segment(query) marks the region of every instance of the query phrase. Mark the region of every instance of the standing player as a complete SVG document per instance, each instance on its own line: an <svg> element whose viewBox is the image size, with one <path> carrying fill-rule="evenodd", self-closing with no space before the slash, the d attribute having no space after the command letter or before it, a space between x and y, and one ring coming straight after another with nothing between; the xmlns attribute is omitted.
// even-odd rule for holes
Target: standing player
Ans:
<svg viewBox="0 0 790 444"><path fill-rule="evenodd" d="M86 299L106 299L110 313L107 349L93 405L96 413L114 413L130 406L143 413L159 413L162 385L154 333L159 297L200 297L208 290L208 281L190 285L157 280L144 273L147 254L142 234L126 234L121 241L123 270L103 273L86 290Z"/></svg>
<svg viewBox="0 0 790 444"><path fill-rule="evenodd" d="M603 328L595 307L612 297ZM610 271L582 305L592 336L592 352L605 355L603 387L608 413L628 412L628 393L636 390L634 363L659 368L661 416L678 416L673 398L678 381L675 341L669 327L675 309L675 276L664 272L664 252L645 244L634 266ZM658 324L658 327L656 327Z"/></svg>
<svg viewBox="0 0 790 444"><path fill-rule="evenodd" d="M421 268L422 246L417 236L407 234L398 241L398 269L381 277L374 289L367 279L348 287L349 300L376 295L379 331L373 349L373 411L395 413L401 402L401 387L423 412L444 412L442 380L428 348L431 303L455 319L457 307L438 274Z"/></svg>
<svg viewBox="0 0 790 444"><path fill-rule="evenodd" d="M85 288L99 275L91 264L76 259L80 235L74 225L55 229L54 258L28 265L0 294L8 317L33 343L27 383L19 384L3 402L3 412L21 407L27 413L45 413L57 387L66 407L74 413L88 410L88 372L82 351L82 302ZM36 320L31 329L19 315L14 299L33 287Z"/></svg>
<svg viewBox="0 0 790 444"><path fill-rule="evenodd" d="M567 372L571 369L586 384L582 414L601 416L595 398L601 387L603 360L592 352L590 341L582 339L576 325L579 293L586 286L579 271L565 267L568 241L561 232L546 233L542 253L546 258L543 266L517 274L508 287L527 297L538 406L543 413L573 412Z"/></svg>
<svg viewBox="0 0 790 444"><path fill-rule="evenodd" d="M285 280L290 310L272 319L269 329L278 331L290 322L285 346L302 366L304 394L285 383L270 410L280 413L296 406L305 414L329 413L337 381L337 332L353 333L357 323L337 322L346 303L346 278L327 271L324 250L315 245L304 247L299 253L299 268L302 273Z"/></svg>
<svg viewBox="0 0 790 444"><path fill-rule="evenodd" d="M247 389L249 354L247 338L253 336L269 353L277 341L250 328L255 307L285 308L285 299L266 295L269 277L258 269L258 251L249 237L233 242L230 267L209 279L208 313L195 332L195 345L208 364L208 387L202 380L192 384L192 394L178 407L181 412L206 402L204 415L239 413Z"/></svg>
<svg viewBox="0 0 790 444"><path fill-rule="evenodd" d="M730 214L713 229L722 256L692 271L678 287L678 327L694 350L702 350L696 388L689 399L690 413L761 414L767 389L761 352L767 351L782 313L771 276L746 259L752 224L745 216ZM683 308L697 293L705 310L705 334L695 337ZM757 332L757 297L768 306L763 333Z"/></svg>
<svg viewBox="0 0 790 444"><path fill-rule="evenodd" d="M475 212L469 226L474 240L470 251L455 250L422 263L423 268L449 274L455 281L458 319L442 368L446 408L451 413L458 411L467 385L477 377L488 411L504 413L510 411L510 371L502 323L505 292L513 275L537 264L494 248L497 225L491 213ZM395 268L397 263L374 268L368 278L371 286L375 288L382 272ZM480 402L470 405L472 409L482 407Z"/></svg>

____________________

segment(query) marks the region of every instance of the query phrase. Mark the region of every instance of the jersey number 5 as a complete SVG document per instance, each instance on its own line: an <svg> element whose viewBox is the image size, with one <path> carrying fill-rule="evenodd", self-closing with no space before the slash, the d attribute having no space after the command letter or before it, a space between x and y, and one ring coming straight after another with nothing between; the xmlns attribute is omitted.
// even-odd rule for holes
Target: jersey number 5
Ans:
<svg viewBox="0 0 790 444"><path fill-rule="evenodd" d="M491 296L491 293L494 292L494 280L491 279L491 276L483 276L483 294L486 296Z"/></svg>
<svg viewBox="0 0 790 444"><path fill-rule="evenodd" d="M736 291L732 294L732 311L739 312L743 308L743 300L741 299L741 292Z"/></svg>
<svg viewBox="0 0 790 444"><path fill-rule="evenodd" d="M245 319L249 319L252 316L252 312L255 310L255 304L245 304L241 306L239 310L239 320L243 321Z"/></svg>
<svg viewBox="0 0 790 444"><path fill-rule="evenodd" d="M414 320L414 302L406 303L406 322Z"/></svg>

____________________

:: Exercise description ::
Return all lines of the material that have "jersey" in them.

:: Reply to the task ::
segment(query) marks the region of every instance of the query phrase. Mark the region of every instance of the jersey number 5 as a complete SVG document per instance, each instance on its own line: an <svg> element whose viewBox is the image size, with one <path> carrying fill-rule="evenodd", self-closing with no space before the slash, the d attribute having no space after the command letter or before it, a space between x and y, and one ring coming straight after another with nothing between; the xmlns attribute is omitted.
Target: jersey number 5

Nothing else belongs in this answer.